(Data listing)
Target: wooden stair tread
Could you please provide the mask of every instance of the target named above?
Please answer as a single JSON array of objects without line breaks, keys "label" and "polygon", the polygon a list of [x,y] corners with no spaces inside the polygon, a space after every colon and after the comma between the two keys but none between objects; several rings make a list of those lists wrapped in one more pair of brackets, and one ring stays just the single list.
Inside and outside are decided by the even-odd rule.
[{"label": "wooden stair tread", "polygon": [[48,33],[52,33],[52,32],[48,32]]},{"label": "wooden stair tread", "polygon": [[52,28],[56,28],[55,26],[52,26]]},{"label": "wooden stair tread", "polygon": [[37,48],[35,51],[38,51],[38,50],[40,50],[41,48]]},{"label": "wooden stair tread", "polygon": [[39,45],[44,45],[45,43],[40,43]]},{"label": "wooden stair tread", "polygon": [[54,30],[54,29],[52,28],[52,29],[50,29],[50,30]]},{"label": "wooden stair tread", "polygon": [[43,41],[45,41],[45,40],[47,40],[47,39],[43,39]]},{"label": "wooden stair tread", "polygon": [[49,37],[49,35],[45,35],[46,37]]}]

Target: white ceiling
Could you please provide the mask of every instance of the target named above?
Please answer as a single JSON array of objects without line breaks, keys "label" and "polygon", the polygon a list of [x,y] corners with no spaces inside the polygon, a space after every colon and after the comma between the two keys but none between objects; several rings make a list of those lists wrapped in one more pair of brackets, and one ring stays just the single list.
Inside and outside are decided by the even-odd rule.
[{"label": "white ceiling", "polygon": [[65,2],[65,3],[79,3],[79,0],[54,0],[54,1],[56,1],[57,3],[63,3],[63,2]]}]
(End Data listing)
What's wanted is a faithful copy of each entry above.

**Output of the exercise:**
Target: wooden stair tread
Could you please provide the mask of every instance of the target named above?
Please answer as a single JSON array of objects without line breaks, keys "label" and "polygon", the polygon a list of [x,y] corners with no spaces inside the polygon, a space after every colon and after the comma between the two keys but none between objects; several rings make a list of those lists wrapped in one more pair of brackets, and one ring stays just the single list.
Inside and outside are decided by the even-odd rule.
[{"label": "wooden stair tread", "polygon": [[48,33],[52,33],[52,32],[48,32]]},{"label": "wooden stair tread", "polygon": [[52,28],[56,28],[55,26],[52,26]]},{"label": "wooden stair tread", "polygon": [[37,48],[35,51],[38,51],[38,50],[40,50],[41,48]]},{"label": "wooden stair tread", "polygon": [[39,45],[44,45],[45,43],[40,43]]},{"label": "wooden stair tread", "polygon": [[54,30],[54,29],[52,28],[52,29],[50,29],[50,30]]},{"label": "wooden stair tread", "polygon": [[43,41],[45,41],[45,40],[47,40],[47,39],[43,39]]},{"label": "wooden stair tread", "polygon": [[49,37],[49,35],[45,35],[46,37]]}]

Target: white ceiling
Could you please provide the mask of every instance of the target named above?
Please answer as a single JSON array of objects without line breaks, keys "label" and "polygon", the polygon a list of [x,y] corners with no spaces inside the polygon, a space after every colon and after the comma between the two keys but none between objects; several rings make a list of those lists wrapped in one more pair of brackets, and one ring stays just the single list.
Inside and outside are decided by the even-odd rule.
[{"label": "white ceiling", "polygon": [[65,2],[65,3],[79,3],[79,0],[54,0],[54,1],[56,1],[57,3],[63,3],[63,2]]}]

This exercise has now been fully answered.